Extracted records
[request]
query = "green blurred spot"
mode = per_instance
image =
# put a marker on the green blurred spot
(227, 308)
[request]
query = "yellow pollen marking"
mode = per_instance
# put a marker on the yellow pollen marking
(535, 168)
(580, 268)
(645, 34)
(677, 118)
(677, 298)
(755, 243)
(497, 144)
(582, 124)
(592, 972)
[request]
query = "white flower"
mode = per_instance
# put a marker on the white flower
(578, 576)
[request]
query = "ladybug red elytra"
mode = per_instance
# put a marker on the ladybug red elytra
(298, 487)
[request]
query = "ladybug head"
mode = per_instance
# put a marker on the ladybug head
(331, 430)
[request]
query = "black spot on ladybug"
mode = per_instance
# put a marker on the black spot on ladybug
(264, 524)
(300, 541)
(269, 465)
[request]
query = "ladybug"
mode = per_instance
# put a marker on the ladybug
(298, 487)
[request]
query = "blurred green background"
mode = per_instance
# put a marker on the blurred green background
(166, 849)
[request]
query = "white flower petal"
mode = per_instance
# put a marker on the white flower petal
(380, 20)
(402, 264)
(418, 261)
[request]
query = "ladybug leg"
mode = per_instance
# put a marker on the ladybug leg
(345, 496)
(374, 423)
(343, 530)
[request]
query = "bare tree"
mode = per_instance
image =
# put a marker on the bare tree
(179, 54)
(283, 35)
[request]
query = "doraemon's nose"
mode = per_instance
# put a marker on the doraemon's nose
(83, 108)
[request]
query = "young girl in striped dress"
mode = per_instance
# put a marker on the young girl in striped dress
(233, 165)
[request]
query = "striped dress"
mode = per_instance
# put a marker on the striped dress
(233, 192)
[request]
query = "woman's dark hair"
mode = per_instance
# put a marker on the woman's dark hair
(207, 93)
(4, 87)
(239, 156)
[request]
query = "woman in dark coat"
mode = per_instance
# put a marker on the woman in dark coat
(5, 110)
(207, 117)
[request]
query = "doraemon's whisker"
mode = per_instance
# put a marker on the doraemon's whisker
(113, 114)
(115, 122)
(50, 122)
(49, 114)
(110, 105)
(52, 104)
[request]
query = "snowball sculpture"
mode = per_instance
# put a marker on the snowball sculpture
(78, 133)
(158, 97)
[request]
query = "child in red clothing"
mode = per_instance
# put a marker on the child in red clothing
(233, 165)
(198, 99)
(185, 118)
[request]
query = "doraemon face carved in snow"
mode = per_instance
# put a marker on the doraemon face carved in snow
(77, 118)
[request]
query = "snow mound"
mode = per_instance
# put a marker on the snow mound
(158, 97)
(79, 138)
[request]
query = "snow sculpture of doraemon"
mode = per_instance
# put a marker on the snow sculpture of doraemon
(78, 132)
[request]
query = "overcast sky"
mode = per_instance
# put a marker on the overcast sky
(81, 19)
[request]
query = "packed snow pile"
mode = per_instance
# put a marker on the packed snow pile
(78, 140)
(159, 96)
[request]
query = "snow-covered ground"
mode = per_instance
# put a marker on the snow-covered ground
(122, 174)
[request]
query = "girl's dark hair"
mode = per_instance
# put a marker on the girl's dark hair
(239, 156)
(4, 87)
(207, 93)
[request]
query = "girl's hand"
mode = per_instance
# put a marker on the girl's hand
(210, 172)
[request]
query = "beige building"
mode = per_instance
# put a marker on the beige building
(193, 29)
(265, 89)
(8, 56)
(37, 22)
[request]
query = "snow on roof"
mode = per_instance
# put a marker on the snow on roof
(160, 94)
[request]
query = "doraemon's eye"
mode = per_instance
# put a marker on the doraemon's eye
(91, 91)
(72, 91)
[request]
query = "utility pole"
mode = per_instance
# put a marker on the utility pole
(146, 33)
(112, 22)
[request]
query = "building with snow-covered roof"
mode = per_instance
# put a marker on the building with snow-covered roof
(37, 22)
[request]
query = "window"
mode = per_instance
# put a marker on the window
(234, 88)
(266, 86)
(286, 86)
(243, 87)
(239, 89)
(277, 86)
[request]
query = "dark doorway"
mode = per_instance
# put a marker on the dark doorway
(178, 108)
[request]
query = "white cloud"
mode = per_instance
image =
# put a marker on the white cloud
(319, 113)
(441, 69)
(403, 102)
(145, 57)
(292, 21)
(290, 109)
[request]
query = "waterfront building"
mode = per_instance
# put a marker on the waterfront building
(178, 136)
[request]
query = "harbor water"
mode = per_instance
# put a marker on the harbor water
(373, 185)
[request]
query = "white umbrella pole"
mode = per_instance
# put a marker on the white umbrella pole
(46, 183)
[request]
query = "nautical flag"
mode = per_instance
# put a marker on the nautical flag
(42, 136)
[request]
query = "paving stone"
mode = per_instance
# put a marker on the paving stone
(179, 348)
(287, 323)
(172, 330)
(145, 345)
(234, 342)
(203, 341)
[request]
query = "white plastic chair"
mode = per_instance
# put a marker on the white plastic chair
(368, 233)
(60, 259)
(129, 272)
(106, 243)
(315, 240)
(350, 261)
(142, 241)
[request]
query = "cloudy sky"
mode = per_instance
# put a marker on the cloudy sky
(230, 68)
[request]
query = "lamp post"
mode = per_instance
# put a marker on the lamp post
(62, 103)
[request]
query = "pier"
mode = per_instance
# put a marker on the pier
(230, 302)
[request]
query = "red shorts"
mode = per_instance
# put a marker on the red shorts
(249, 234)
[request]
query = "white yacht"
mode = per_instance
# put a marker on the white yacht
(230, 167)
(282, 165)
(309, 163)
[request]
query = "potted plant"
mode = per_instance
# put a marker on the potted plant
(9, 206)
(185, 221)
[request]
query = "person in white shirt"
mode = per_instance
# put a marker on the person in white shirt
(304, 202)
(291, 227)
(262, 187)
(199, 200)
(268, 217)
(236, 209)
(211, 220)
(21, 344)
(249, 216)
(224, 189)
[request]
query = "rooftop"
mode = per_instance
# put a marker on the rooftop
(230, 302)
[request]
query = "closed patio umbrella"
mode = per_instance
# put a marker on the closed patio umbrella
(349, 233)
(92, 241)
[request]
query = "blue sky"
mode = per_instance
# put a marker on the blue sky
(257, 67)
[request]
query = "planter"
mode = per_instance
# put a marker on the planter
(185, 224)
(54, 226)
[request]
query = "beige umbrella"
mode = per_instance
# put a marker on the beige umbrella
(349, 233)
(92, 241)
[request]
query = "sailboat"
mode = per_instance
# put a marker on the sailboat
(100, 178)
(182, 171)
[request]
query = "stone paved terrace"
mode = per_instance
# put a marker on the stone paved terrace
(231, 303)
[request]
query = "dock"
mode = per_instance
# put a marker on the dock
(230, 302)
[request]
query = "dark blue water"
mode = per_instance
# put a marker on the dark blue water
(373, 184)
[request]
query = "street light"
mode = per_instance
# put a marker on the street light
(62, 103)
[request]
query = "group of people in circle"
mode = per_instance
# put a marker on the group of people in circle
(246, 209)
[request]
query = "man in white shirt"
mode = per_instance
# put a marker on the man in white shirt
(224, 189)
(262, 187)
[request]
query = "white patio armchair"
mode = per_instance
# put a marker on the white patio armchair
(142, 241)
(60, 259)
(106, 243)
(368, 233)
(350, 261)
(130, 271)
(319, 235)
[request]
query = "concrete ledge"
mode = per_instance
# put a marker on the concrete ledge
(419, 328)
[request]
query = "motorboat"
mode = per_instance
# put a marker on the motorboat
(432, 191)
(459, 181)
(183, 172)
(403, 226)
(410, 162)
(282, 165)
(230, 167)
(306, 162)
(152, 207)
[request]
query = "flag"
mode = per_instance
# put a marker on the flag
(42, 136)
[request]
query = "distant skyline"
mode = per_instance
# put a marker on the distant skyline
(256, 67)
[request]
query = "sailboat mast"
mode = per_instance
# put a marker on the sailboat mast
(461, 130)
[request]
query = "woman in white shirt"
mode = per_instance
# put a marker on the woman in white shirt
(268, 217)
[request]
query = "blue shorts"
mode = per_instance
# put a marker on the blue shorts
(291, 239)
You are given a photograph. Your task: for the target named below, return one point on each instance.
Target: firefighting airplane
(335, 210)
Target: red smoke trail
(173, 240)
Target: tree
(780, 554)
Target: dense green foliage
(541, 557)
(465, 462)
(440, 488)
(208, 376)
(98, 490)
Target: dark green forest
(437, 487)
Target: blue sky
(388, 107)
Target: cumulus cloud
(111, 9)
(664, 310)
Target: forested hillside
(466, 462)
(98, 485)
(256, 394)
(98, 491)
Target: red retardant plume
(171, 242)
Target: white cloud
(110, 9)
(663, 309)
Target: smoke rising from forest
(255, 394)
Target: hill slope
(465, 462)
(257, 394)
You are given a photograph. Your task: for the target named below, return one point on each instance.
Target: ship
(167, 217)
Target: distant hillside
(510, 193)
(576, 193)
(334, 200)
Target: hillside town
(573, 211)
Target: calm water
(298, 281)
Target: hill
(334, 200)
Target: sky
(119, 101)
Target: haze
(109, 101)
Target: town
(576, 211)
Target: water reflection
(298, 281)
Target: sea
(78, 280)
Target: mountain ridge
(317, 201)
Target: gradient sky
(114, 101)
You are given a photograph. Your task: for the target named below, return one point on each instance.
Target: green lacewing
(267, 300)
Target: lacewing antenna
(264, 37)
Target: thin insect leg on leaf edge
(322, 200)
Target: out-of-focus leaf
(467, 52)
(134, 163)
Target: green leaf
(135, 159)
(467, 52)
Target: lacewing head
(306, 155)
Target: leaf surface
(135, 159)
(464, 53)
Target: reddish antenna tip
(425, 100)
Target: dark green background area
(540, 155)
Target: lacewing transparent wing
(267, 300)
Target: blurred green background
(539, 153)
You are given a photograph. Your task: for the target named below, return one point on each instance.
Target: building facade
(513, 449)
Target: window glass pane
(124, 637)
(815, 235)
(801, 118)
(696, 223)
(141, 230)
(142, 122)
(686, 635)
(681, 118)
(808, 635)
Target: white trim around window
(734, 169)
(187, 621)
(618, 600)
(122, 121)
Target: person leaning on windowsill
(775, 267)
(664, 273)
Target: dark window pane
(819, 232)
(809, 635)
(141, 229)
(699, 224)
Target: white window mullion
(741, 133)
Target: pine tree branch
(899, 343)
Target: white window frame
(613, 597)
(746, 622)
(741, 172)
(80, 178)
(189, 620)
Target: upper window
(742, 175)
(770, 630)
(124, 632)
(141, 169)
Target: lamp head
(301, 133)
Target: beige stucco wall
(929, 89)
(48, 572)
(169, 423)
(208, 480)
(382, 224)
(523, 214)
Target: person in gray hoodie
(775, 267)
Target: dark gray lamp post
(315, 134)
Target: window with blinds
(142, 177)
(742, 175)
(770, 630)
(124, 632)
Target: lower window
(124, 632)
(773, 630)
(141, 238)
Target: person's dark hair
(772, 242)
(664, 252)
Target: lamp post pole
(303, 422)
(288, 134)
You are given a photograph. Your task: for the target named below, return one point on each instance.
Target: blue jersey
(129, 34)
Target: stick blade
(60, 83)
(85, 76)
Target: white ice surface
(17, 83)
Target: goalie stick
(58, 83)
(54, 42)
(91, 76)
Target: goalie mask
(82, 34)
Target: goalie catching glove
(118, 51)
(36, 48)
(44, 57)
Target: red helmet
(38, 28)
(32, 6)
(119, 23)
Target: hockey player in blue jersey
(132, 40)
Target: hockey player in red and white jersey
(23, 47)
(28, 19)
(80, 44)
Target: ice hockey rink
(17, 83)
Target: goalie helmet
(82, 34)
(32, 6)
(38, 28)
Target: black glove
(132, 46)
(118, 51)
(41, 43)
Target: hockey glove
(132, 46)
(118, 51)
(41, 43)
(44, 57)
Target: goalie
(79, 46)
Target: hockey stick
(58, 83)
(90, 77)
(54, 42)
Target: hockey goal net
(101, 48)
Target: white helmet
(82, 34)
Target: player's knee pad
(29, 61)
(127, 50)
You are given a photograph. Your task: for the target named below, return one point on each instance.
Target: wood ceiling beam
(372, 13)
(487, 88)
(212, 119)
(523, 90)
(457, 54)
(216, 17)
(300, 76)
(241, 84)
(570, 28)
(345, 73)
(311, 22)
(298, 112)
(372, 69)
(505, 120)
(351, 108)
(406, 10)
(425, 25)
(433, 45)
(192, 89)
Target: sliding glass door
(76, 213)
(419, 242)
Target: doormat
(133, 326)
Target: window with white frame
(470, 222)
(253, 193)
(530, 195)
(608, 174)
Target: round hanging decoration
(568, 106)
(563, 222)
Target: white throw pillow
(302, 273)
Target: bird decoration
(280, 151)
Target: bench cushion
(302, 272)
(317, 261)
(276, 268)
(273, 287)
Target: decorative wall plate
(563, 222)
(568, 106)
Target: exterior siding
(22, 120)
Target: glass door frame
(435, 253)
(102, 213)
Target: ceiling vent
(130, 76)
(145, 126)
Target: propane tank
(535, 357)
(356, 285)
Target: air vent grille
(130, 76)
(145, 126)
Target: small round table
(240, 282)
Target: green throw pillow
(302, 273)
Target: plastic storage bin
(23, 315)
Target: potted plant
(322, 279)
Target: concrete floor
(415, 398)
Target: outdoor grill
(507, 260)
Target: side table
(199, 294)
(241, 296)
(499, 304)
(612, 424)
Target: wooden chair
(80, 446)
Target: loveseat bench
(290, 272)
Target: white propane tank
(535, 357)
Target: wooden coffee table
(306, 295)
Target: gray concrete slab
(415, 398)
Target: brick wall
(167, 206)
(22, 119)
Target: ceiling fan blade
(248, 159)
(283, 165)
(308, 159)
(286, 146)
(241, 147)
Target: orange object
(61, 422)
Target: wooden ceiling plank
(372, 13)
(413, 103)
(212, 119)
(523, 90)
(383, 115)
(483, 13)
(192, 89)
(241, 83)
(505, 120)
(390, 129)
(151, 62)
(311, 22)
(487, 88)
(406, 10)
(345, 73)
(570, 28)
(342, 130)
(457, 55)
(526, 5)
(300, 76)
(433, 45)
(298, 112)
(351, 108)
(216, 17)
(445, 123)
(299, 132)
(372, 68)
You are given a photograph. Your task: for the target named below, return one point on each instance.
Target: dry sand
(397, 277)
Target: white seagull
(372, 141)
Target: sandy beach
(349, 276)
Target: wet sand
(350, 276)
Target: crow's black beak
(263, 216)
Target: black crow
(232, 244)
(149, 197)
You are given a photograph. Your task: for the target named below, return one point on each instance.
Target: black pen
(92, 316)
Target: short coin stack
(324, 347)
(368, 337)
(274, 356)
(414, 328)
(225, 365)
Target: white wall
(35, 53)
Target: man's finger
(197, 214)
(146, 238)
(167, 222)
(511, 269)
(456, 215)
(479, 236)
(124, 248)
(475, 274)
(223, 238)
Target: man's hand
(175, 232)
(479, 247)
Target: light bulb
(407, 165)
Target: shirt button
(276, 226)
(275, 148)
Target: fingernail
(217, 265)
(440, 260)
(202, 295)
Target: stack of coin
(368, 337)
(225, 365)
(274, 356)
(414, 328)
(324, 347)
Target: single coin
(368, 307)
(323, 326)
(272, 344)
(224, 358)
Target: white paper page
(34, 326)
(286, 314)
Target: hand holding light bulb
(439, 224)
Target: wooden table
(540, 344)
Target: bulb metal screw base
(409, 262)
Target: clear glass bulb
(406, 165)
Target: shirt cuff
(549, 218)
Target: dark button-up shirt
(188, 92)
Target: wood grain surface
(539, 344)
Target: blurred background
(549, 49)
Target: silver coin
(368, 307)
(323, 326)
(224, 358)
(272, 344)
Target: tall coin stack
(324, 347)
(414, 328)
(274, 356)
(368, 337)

● WHAT IS EXPECTED:
From the line containing "Target: shirt cuff" to the last line of the data above, copy each line exactly and add nothing.

● WRITTEN RESPONSE:
Target: shirt cuff
(549, 218)
Target: dark button-up shirt
(188, 92)
Target: wood grain surface
(539, 344)
Target: blurred background
(549, 49)
Target: silver coin
(368, 307)
(323, 326)
(224, 358)
(272, 344)
Target: tall coin stack
(324, 347)
(414, 328)
(274, 356)
(368, 337)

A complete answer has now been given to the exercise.